+++ Source text

Optimization Algorithm 4: SGD Nesterov

  • Modification of SGD Momentum
    • \(v_t = \gamma v_{t-1} + \eta \cdot \nabla J(\theta - \gamma v_{t-1}, x^{i: i+n}, y^{i:i+n})\)
    • \(\theta = \theta - v_t\)
  • Characteristics
    • Compute the gradient of the lost function w.r.t. future approximate parameters for n sets of training sample (n input and n label), \(\nabla J(\theta - \gamma v_{t-1}, x^{i: i+n}, y^{i:i+n})\)
      • Use this to add to the previous update vector \(v_{t-1}\)
      • Momentum, usually set to \(\gamma = 0.9\)
    • Gradients w.r.t. future approximate parameters \(\rightarrow\) sense of where we will be \(\rightarrow\) anticipate if we are going in the wrong direction in the next step \(\rightarrow\) slow down accordingly
import torch
import torch.nn as nn
import torchvision.transforms as transforms
import torchvision.datasets as dsets

# Set seed
torch.manual_seed(0)

'''
STEP 1: LOADING DATASET
'''

train_dataset = dsets.MNIST(root='./data', 
                            train=True, 
                            transform=transforms.ToTensor(),
                            download=True)

test_dataset = dsets.MNIST(root='./data', 
                           train=False, 
                           transform=transforms.ToTensor())

'''
STEP 2: MAKING DATASET ITERABLE
'''

batch_size = 100
n_iters = 3000
num_epochs = n_iters / (len(train_dataset) / batch_size)
num_epochs = int(num_epochs)

train_loader = torch.utils.data.DataLoader(dataset=train_dataset, 
                                           batch_size=batch_size, 
                                           shuffle=True)

test_loader = torch.utils.data.DataLoader(dataset=test_dataset, 
                                          batch_size=batch_size, 
                                          shuffle=False)

'''
STEP 3: CREATE MODEL CLASS
'''
class FeedforwardNeuralNetModel(nn.Module):
    def __init__(self, input_dim, hidden_dim, output_dim):
        super(FeedforwardNeuralNetModel, self).__init__()
        # Linear function
        self.fc1 = nn.Linear(input_dim, hidden_dim) 
        # Non-linearity
        self.relu = nn.ReLU()

++++++
+++ Dataset content

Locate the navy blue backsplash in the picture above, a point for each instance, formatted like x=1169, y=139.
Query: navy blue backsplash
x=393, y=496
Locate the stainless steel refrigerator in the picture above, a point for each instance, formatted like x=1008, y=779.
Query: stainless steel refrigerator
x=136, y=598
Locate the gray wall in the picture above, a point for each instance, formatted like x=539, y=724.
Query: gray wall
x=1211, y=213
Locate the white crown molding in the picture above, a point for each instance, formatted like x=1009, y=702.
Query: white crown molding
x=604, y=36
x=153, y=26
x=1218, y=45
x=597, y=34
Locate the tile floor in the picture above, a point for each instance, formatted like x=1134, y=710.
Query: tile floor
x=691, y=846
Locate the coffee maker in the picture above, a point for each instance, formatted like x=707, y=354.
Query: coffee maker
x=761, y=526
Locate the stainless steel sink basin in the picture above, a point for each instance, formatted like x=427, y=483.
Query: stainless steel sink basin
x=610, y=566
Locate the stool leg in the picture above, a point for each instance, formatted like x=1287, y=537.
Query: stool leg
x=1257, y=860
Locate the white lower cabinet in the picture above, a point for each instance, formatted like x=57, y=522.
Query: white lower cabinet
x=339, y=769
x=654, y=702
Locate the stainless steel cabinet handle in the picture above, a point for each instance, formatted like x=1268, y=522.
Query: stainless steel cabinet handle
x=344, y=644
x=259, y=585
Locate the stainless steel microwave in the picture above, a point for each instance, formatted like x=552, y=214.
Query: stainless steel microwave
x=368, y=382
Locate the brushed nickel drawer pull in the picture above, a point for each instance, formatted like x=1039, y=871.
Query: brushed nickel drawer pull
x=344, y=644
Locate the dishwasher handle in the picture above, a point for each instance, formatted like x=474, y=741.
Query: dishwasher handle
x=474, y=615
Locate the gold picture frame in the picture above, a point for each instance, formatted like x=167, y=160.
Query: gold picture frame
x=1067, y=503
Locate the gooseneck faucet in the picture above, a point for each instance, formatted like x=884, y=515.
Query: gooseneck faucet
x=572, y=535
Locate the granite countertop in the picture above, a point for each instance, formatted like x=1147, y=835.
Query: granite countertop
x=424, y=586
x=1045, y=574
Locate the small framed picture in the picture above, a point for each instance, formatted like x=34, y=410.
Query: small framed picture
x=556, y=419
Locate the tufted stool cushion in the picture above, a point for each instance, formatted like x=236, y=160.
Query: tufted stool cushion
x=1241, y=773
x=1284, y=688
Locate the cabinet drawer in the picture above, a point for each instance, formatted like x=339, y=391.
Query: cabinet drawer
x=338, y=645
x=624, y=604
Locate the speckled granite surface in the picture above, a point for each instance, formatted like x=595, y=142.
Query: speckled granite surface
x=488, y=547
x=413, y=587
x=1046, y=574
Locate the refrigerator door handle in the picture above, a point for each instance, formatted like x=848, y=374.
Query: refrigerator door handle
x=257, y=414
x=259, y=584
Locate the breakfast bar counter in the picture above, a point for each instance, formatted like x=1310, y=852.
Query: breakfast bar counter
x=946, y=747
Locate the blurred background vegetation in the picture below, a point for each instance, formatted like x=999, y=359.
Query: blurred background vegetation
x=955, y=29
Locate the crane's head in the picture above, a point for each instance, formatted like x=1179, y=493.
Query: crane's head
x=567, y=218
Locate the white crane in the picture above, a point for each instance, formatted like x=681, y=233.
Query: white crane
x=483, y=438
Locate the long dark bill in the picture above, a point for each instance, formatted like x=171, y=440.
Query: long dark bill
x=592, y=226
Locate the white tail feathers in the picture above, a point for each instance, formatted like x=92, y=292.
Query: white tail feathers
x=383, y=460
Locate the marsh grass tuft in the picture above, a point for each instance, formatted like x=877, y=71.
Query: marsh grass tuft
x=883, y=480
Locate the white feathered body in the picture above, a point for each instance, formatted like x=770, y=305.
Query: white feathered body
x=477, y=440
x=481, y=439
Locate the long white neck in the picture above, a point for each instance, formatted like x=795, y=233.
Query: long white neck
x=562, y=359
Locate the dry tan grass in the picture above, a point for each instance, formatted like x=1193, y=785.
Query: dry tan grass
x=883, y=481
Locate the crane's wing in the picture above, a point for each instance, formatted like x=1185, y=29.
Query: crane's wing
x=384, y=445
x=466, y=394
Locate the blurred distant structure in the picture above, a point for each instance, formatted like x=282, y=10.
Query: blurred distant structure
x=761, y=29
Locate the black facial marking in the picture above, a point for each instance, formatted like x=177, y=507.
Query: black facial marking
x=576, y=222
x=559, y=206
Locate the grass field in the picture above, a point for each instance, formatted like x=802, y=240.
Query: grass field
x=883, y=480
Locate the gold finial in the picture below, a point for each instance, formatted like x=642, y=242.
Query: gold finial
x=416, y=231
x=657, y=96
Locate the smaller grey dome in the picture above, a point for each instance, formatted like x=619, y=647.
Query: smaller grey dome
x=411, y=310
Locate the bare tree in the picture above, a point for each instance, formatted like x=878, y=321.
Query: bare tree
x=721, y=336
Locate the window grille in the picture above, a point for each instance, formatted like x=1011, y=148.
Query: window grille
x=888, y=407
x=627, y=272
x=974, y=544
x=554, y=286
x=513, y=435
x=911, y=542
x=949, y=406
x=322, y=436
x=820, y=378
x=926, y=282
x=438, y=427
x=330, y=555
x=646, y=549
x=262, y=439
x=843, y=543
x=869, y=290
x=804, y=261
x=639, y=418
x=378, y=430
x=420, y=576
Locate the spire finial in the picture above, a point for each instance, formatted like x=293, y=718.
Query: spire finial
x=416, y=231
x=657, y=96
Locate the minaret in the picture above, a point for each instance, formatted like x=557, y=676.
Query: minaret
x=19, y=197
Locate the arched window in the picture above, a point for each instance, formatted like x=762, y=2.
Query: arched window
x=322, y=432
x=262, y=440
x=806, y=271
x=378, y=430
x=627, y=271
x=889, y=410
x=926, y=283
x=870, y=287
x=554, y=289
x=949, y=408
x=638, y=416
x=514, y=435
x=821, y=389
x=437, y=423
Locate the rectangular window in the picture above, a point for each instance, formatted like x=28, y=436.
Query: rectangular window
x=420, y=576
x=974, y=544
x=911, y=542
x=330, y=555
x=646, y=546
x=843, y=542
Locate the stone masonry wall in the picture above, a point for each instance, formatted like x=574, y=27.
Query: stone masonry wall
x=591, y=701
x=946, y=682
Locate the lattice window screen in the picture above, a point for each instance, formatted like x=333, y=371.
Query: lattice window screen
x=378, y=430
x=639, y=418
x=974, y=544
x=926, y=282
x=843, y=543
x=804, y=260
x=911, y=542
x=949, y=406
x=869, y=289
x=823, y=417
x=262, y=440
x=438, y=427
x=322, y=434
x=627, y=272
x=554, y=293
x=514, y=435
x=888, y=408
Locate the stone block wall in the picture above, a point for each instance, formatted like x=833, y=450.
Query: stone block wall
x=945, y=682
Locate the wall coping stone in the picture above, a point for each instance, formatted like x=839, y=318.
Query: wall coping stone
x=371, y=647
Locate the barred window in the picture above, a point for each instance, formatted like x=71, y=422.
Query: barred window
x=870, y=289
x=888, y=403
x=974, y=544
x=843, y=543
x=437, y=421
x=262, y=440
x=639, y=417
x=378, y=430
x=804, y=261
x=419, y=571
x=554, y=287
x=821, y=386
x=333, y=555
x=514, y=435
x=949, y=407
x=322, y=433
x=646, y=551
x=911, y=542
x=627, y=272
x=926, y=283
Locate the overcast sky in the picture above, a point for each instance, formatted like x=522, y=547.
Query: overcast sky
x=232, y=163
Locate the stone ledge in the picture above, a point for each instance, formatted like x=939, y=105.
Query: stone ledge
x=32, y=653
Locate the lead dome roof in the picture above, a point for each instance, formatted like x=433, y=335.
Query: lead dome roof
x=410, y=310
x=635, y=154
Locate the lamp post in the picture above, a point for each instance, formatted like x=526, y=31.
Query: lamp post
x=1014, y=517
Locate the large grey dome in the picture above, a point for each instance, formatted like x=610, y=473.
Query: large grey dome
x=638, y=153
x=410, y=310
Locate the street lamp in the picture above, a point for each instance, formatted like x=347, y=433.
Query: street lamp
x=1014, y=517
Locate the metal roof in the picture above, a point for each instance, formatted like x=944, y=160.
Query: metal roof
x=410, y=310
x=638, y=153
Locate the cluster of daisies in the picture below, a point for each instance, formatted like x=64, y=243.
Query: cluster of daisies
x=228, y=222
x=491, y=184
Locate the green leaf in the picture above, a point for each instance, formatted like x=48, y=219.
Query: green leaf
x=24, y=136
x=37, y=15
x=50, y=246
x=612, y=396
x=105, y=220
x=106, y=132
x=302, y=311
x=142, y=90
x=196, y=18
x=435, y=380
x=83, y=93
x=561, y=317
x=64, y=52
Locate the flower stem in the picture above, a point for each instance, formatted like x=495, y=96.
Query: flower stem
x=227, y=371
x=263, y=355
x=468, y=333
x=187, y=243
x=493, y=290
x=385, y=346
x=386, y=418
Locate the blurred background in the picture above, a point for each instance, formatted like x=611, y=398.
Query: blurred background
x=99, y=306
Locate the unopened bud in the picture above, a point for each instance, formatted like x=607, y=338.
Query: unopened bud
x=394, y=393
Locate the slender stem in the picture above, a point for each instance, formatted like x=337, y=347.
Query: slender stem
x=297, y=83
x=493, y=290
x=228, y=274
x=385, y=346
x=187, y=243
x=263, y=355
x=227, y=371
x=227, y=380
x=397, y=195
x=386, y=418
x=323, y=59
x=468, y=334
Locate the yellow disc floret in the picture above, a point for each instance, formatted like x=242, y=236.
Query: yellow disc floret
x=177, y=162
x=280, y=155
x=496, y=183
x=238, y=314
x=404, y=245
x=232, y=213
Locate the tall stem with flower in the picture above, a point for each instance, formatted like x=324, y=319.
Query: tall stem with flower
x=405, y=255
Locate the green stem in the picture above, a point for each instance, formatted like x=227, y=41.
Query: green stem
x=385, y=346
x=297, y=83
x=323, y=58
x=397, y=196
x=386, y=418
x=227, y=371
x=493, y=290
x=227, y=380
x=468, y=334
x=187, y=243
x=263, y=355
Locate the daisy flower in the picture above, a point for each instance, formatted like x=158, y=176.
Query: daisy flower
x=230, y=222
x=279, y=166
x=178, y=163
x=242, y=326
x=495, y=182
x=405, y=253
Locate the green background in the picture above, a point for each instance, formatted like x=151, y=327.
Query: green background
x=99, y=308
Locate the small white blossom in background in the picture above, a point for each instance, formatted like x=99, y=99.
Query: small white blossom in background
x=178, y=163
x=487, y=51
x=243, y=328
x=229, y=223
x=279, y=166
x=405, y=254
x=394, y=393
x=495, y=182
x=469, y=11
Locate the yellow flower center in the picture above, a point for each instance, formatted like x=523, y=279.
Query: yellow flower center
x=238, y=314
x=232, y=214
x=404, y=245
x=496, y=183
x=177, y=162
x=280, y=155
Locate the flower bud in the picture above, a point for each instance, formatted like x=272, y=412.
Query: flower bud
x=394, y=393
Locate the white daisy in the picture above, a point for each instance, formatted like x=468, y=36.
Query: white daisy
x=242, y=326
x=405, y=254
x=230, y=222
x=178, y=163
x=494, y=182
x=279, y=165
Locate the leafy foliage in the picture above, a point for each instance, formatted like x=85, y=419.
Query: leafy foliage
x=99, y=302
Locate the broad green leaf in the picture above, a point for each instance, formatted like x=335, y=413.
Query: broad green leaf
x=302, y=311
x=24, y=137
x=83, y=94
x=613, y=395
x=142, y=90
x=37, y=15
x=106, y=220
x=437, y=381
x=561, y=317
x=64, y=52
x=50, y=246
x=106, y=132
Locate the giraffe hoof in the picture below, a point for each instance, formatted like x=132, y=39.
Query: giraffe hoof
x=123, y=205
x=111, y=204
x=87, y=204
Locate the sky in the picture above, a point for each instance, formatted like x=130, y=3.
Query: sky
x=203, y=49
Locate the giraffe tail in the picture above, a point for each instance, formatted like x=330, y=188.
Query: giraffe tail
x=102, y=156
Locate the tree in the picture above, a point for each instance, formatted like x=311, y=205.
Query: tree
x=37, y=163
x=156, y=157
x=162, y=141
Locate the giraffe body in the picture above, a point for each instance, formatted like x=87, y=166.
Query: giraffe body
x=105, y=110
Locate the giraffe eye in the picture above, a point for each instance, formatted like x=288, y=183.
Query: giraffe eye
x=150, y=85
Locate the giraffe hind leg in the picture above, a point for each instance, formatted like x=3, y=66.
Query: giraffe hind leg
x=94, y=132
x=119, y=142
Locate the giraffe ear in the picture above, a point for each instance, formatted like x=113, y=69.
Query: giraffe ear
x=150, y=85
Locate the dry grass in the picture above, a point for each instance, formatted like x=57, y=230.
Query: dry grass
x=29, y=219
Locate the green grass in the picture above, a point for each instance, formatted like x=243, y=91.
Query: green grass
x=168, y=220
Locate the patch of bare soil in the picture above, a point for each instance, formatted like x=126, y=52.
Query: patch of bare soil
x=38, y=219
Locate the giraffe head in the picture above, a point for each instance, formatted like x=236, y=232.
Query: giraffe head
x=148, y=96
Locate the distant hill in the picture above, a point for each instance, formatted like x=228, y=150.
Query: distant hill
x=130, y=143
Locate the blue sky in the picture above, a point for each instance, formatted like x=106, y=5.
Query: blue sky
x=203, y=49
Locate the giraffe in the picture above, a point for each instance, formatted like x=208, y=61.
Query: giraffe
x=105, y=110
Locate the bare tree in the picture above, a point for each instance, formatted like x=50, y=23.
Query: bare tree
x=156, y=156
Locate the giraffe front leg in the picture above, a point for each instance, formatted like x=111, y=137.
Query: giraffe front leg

++++++

» Short problem
Rewrite the SGD Nesterov text with "Momentum" renamed to "Inertia", beginning at the words "Optimization Algorithm 4: SGD" and stopping after "to \(\gamma = 0.9\)". Use only the SGD Nesterov text to answer.

» Problem solution
Optimization Algorithm 4: SGD Nesterov

  • Modification of SGD Inertia
    • \(v_t = \gamma v_{t-1} + \eta \cdot \nabla J(\theta - \gamma v_{t-1}, x^{i: i+n}, y^{i:i+n})\)
    • \(\theta = \theta - v_t\)
  • Characteristics
    • Compute the gradient of the lost function w.r.t. future approximate parameters for n sets of training sample (n input and n label), \(\nabla J(\theta - \gamma v_{t-1}, x^{i: i+n}, y^{i:i+n})\)
      • Use this to add to the previous update vector \(v_{t-1}\)
      • Inertia, usually set to \(\gamma = 0.9\)